• _Task brief_: Would you repeat exactly the part of the listing below that runs from the line containing "1661L1017 1723L956 1809L979" down to the line containing "positive clicks: (1171, 1915) (1084, 1689)", inclusive, and nothing else?
*** Input for this task ***
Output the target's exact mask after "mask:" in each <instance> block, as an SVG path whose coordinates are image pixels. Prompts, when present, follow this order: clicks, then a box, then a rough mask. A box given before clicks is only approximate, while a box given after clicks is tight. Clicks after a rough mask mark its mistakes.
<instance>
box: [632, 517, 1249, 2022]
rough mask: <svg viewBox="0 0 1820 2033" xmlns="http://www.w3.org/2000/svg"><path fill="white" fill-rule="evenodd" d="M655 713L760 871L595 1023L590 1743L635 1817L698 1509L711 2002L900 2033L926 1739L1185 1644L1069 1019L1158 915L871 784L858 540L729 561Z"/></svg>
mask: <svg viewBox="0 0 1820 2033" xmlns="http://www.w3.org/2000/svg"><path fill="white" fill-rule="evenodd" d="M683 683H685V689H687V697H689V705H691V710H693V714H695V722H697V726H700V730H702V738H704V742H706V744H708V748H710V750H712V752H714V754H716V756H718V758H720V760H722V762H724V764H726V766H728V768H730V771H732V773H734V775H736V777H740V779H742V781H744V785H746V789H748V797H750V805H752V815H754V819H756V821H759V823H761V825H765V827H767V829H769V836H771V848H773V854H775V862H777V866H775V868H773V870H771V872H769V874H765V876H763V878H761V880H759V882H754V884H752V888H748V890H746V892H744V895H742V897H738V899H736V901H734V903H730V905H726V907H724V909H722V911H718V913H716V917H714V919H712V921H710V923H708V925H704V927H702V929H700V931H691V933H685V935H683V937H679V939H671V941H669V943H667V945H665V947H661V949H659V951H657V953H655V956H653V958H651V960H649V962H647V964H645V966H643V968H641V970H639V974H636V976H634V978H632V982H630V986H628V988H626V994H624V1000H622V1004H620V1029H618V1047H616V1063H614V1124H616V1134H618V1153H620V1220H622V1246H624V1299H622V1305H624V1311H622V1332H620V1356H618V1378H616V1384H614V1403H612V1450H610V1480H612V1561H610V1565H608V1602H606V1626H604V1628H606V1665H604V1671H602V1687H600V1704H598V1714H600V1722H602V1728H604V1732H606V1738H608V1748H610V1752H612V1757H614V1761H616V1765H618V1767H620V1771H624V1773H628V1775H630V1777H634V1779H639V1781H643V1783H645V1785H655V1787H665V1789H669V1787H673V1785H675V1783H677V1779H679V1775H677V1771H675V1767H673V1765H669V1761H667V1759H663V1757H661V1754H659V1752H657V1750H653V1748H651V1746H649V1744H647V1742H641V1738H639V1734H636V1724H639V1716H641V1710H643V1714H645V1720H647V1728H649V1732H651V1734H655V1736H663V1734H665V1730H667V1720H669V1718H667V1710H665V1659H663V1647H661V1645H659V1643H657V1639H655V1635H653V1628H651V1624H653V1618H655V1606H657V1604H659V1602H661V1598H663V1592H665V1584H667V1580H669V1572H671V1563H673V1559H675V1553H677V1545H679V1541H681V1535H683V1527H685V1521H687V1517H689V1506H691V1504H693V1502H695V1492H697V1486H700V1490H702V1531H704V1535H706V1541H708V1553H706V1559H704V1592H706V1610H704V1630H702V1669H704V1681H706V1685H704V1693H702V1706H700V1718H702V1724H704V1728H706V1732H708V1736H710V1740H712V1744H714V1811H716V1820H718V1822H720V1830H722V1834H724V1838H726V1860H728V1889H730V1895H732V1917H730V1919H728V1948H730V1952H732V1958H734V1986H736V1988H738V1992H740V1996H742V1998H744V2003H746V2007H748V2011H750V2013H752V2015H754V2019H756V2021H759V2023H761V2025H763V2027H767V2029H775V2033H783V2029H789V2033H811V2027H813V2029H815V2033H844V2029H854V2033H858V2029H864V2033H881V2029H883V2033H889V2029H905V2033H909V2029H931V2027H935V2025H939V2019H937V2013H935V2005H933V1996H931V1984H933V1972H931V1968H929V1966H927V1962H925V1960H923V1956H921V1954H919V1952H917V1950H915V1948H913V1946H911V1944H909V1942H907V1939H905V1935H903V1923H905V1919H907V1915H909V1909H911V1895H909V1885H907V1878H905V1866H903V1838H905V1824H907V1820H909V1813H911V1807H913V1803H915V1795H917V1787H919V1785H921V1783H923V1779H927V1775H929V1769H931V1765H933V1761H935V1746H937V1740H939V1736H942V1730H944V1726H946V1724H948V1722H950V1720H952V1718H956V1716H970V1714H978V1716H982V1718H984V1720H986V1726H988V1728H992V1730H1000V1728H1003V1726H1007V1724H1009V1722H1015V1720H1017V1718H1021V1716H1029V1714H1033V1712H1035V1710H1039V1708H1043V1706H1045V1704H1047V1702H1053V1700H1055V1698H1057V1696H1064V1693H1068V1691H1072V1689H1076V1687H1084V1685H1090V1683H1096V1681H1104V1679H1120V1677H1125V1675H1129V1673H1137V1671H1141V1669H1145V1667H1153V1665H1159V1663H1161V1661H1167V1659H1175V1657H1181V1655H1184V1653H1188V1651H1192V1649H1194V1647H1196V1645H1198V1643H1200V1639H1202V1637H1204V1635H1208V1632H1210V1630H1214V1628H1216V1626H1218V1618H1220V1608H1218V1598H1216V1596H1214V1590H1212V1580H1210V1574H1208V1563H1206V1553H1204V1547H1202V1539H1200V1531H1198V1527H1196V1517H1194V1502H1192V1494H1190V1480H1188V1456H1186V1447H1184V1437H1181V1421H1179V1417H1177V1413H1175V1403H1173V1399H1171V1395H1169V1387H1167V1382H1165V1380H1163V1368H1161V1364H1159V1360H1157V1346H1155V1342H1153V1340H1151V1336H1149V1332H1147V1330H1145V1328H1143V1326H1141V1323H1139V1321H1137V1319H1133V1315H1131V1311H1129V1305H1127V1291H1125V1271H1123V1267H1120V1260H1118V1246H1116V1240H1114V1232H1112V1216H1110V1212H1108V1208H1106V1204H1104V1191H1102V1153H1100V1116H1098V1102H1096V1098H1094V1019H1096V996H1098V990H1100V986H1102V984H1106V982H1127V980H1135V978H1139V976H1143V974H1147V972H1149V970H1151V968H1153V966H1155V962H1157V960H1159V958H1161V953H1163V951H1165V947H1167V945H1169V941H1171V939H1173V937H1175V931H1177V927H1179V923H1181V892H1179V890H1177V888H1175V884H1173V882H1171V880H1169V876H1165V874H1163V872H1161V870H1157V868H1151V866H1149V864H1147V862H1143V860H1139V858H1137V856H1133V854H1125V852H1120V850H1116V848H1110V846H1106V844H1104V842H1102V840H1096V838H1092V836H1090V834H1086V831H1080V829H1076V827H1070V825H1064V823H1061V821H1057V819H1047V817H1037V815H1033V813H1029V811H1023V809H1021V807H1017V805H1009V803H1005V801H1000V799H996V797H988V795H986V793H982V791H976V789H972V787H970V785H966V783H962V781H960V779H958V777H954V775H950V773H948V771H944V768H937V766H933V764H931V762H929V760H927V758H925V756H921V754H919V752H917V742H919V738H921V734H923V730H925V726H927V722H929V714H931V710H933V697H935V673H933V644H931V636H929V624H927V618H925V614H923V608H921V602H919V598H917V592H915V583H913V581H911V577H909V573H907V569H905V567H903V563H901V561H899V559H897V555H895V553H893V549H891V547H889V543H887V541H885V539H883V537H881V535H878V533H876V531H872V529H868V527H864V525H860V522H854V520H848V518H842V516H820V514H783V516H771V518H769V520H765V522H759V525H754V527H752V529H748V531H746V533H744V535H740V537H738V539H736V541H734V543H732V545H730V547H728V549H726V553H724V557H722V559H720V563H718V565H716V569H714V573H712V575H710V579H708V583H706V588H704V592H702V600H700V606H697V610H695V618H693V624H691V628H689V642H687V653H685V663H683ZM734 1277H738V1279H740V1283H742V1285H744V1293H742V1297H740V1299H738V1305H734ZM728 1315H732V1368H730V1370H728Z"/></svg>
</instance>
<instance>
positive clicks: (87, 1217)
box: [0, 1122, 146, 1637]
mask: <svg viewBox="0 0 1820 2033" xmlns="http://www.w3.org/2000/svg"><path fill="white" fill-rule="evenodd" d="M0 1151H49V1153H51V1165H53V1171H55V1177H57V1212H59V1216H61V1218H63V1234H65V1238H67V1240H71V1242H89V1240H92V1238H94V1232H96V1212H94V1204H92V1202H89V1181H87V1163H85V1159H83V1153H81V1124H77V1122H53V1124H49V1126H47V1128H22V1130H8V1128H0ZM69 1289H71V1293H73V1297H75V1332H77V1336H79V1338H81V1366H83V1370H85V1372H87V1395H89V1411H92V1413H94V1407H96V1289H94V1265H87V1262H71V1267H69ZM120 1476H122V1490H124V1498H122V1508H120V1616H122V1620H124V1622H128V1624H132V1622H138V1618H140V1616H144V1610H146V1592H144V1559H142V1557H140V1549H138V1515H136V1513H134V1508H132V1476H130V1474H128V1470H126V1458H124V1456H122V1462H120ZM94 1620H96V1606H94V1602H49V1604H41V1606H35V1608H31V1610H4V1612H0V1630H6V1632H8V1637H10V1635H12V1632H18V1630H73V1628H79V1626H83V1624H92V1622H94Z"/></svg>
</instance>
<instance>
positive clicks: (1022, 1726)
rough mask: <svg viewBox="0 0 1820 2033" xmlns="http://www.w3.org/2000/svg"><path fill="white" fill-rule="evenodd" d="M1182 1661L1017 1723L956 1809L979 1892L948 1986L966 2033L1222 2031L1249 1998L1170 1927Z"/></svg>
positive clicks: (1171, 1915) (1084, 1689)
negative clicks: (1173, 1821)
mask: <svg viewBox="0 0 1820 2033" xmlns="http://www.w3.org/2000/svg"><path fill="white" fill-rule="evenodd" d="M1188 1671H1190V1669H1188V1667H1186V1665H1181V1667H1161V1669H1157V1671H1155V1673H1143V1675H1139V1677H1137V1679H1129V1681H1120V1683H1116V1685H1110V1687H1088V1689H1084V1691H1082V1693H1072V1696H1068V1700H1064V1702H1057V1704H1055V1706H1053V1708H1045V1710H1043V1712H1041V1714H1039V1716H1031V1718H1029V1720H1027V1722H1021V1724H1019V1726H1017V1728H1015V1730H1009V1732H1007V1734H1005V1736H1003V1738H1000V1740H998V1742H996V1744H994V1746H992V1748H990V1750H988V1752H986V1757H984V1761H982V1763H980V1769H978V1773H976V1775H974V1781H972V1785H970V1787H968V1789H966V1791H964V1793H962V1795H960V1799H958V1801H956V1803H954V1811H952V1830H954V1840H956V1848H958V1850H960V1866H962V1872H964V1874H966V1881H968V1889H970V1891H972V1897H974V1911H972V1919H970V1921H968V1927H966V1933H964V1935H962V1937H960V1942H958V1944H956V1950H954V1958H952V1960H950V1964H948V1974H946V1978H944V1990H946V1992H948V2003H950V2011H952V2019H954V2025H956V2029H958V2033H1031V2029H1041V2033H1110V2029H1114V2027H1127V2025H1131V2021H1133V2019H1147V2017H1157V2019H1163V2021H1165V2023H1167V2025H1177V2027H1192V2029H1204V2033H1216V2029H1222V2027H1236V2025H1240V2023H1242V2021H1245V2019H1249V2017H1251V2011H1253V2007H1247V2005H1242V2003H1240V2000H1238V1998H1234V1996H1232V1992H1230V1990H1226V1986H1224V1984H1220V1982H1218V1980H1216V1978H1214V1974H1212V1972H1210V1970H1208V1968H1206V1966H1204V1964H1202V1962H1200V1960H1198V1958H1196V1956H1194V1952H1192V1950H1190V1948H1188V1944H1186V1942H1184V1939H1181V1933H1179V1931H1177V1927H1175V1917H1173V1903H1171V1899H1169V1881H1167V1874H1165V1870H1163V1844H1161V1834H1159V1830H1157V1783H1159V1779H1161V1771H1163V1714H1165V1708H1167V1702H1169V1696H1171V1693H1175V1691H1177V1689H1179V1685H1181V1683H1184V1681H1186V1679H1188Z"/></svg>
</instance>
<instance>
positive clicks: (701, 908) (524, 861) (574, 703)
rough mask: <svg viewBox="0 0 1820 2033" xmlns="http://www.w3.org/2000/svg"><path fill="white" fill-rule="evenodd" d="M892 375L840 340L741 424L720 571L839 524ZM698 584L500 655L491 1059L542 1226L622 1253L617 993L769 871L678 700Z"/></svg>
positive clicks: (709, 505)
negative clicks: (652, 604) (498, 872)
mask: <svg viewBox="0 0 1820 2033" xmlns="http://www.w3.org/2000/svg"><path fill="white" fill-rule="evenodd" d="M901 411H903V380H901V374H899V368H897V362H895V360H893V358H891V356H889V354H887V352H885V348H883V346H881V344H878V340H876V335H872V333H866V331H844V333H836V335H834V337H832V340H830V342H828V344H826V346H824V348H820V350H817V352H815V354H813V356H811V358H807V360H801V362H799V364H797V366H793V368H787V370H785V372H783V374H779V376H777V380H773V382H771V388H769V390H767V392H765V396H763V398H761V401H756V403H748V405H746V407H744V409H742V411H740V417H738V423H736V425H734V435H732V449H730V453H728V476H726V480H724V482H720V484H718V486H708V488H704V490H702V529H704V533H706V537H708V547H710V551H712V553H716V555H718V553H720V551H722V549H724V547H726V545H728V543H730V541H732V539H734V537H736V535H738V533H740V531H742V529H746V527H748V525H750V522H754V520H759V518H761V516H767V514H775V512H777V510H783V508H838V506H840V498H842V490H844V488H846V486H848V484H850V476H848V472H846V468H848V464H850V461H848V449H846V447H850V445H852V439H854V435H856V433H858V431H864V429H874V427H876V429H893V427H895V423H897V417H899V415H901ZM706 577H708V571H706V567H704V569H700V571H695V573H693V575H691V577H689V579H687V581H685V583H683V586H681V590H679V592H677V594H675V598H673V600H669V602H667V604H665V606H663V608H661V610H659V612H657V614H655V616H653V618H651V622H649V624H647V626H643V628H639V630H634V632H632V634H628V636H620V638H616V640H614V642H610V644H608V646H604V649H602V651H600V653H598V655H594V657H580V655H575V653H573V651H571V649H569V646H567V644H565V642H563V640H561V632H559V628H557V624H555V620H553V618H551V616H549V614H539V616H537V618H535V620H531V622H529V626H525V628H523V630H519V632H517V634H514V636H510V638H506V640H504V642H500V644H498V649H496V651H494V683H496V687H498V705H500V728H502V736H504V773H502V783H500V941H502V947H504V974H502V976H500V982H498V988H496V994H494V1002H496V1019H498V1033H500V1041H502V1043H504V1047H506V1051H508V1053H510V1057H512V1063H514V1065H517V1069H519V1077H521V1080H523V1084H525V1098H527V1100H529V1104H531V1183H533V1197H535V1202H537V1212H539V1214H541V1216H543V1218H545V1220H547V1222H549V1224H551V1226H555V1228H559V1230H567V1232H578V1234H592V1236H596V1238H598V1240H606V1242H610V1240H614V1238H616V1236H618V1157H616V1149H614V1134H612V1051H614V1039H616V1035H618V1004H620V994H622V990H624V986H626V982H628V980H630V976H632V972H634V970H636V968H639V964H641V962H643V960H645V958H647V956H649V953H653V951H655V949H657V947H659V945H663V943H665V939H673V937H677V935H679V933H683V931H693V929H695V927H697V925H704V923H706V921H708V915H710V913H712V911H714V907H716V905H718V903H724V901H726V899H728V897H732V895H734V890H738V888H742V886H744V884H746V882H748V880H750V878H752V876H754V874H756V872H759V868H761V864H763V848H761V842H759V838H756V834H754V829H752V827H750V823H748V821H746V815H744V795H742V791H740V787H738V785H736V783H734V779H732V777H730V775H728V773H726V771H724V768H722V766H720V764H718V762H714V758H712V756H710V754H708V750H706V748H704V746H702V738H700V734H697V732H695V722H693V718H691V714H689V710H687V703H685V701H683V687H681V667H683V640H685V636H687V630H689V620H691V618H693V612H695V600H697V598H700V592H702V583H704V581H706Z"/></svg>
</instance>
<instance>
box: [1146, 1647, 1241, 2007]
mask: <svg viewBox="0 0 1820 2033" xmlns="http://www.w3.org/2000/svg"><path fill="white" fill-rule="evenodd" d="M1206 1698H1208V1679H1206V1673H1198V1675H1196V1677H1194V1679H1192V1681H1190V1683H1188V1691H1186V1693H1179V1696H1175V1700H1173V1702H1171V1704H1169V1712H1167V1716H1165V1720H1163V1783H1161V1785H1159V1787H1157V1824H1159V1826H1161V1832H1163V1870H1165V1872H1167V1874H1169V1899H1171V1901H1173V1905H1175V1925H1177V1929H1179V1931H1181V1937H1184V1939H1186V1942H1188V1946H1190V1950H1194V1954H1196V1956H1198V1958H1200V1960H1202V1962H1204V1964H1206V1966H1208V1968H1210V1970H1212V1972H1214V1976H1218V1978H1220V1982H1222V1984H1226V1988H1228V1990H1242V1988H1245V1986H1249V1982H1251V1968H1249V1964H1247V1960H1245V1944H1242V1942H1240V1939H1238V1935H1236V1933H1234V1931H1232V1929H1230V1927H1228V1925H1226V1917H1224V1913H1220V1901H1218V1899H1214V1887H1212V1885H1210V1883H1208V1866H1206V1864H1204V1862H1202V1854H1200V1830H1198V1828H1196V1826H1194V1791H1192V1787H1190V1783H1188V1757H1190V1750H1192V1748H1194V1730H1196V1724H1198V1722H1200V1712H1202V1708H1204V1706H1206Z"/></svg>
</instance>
*** End of Input for this task ***
• _Result below_:
rough mask: <svg viewBox="0 0 1820 2033" xmlns="http://www.w3.org/2000/svg"><path fill="white" fill-rule="evenodd" d="M1182 1661L1017 1723L956 1809L979 1892L948 1986L966 2033L1222 2031L1249 1998L1170 1927Z"/></svg>
positive clicks: (1171, 1915) (1084, 1689)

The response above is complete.